== Segment start ==

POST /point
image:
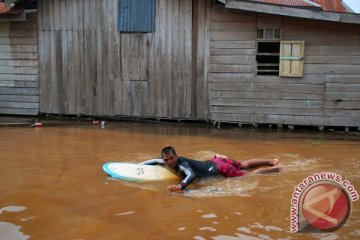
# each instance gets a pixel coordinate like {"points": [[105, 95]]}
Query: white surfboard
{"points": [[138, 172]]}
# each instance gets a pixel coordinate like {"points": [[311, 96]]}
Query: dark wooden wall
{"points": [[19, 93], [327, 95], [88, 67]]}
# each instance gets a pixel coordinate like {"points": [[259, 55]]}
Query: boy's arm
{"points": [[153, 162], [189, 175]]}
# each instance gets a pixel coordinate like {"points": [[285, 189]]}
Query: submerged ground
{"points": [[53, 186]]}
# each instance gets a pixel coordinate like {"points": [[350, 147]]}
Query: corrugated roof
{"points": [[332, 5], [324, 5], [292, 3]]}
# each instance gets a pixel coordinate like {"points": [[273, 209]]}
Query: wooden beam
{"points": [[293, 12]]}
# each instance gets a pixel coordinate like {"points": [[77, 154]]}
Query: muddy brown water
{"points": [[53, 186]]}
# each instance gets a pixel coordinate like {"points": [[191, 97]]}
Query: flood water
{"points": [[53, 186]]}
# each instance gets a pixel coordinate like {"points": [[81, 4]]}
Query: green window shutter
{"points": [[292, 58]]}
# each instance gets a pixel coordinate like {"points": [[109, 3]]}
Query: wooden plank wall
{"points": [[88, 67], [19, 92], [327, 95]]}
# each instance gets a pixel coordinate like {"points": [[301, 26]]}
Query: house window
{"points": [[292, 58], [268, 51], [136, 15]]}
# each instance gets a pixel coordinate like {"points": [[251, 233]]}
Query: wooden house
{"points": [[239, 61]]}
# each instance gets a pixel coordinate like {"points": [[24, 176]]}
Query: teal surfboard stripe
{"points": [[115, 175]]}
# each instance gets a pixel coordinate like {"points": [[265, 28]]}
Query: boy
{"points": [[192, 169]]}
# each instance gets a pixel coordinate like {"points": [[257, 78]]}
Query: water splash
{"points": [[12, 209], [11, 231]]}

== Segment end ==
== Segment start ==

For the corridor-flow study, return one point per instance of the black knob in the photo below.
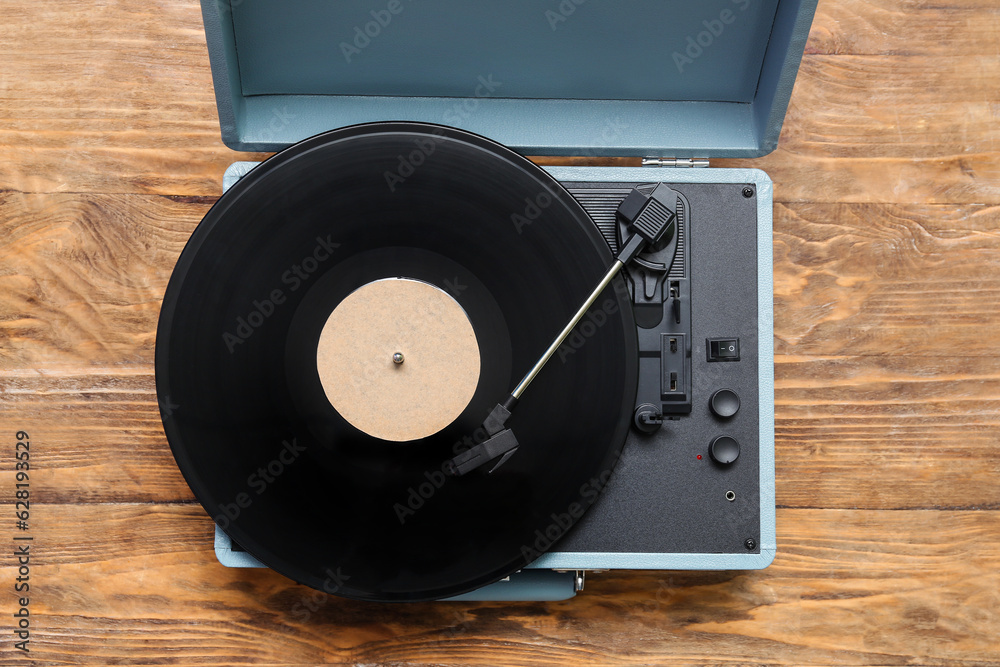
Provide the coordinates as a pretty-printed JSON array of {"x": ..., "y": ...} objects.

== Segment end ==
== Segment start ==

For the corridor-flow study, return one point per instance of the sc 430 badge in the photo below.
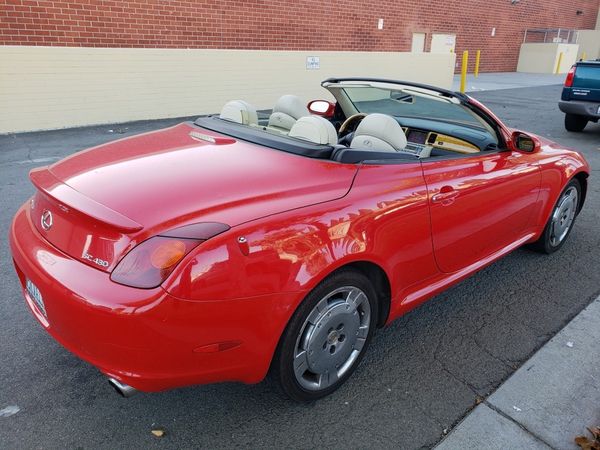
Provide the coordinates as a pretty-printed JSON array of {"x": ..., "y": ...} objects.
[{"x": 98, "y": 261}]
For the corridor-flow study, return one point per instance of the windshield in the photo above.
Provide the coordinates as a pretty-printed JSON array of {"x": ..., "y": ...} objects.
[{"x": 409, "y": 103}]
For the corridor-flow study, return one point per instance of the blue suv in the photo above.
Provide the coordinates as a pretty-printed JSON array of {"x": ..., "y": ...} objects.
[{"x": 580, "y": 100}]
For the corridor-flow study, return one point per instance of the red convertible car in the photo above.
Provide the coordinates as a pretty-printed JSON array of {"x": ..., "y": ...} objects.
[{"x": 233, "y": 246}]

== Segment end ==

WHAT IS REQUIRED:
When the word "study" appears in a line of the listing, copy that line.

FINAL ANSWER:
For the corridor-flow study, return one point per instance of the black knob in the photo below.
For the corridor-flow study, return one point per instance of the sc 430 badge in the photo below.
For the corridor-flow study, return one point per instance of the windshield in the photo above.
For the corridor-flow study, return one point per instance of the blue suv in the photo above.
For the corridor-flow study, return one point per instance of the red convertible car in the photo above.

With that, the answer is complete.